> [TEXTE SOURCE]
========================================================================
Une étude philologique réalisée selon la méthode traditionnelle de la critique textuelle ne constitue qu'une routine universitaire assez banale. Pourtant, le présent ouvrage surprendra certainement les hommes de culture qui ont coutume de croire que les langues négro-africaines ne s'écrivent que depuis l'expérience récente des missionnaires et des colonisateurs européens et qui recherchent exclusivement, dans les littératures orales, les valeurs culturelles de nos sociétés. Une telle situation rendrait donc nécessaire, en guise d'introduction, quelques explications d'ordre historique susceptibles de guider le lecteur à travers les divers milieux et les différents moments au sein desquels les manuscrits étudiés ici ont été élaborés, ce qui l'eût aidé à mieux comprendre les conditions qui en ont permis l'existence et la diffusion.

Néanmoins, cette question a largement été traitée, ces temps derniers, par un certain nombre d'auteurs et de chercheurs dont les observations restent parfaitement valables pour le cas qui nous occupe 1. En étudiant les problèmes particuliers que nous pose une œuvre classique comme Le Filon du Bonheur éternel de Tierno Muhammadu-Samba Mombeya, nous nous proposons d'examiner essentiellement la question des manuscrits afin d'en déterminer la signification aux yeux de ceux qui les écrivent, les possèdent, ou simplement les détiennent.

Comparer divers manuscrits d'une même œuvre des temps passés, chercher à déceler le texte le plus ancien et la leçon la plus correcte afin de pouvoir apprécier l'intention et la portée de cette œuvre littéraire, relève de la philologie même si, dans une langue négro-africaine comme le pular-fulfulde, l'entreprise apparaît, encore, comme singulièrement insolite !

Le linguiste ne trouvera, dans cette étude essentiellement philologique et littéraire, que quelques matériaux sur la langue d'un corpus dont la description eût constitué son but principal. Toutefois, la nécessité d'une analyse linguistique rigoureuse s'impose constamment au philologue' et s'est imposée à nous tout au long de l'établissement du texte et de sa traduction en langue française.
========================================================================
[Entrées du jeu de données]
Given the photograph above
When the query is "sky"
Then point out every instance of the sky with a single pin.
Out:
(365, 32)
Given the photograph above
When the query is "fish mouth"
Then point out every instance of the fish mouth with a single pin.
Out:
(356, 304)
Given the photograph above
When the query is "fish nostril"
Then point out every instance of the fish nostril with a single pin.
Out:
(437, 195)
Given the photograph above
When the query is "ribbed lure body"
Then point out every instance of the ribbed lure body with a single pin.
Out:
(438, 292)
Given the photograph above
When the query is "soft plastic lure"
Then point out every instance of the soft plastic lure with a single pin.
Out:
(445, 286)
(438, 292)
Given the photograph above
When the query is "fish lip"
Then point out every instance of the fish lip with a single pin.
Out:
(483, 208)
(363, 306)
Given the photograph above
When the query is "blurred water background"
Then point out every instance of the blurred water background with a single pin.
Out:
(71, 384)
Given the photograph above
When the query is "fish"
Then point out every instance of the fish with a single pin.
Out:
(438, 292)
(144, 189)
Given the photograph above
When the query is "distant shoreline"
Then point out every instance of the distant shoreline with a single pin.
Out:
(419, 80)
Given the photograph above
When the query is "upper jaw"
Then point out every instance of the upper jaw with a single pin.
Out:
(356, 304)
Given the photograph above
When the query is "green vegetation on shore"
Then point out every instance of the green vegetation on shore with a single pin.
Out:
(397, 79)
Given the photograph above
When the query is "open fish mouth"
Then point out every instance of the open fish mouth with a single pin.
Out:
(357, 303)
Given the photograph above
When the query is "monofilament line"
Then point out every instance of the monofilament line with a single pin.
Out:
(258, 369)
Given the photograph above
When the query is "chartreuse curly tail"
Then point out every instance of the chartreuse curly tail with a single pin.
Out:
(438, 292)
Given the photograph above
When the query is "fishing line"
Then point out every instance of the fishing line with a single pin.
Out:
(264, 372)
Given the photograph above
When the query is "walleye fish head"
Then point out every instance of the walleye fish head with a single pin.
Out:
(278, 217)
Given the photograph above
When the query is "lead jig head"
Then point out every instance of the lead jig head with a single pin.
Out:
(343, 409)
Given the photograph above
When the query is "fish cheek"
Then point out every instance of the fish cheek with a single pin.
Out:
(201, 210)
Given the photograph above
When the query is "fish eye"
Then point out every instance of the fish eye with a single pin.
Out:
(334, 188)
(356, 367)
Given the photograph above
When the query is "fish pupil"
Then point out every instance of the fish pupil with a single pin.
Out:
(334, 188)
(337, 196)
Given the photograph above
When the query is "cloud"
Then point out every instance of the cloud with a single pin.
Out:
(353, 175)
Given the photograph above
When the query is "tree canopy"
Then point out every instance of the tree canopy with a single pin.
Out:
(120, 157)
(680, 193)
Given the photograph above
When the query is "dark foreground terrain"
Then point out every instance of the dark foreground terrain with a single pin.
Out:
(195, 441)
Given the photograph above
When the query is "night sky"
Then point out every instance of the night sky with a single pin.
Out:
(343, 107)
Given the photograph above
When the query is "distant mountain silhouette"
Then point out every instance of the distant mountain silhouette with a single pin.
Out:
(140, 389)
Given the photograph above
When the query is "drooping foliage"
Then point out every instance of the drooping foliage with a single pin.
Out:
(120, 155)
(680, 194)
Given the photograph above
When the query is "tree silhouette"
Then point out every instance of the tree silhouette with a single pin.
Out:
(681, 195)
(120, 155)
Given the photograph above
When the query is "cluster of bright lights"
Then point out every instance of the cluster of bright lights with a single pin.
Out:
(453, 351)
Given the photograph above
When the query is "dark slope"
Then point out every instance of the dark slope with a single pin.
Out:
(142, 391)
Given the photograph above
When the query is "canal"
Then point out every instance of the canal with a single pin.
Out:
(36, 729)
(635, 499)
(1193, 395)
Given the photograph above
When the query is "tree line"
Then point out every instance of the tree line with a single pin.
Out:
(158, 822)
========================================================================
> [LISTE DES CONSIGNES]
a. Dans l'extrait sur la philologie, quelle œuvre classique de Tierno Muhammadu-Samba Mombeya est mentionnée ?
b. Reproduisez le passage de l'extrait sur la philologie qui commence par « Comparer divers manuscrits » et se poursuit jusqu'à « singulièrement insolite ! ».

> [RÉPONSES PAR CONSIGNE]
a. Le Filon du Bonheur éternel.

b.
Comparer divers manuscrits d'une même œuvre des temps passés, chercher à déceler le texte le plus ancien et la leçon la plus correcte afin de pouvoir apprécier l'intention et la portée de cette œuvre littéraire, relève de la philologie même si, dans une langue négro-africaine comme le pular-fulfulde, l'entreprise apparaît, encore, comme singulièrement insolite !